[Record excerpts — start]
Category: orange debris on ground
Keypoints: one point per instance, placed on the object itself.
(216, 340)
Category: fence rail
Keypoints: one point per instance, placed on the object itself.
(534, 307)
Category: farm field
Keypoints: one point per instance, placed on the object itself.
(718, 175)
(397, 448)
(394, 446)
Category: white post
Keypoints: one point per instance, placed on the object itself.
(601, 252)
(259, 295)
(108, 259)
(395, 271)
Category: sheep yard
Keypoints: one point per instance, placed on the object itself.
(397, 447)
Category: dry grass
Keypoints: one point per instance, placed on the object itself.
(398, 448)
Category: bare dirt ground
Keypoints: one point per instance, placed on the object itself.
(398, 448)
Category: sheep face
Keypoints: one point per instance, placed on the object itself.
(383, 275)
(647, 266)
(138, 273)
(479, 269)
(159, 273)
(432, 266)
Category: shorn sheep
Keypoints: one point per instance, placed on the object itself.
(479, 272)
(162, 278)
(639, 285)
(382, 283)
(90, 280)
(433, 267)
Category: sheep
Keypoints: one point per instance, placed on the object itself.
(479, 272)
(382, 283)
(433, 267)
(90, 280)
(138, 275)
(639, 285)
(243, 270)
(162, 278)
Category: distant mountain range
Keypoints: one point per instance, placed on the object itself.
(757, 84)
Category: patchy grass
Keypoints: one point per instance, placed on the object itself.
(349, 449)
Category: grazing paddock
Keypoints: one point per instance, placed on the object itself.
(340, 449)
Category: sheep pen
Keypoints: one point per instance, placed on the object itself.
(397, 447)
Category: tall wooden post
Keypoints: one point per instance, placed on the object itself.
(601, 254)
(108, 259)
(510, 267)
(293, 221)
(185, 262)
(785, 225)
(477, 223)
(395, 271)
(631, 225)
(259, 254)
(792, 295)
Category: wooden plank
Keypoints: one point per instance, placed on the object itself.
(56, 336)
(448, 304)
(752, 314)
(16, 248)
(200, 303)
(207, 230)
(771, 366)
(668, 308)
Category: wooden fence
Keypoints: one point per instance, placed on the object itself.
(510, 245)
[Record excerpts — finish]
What you will do:
Using the records above, copy each line that contains "ground".

Answer space:
Category: orange debris on ground
Category: bare dirt ground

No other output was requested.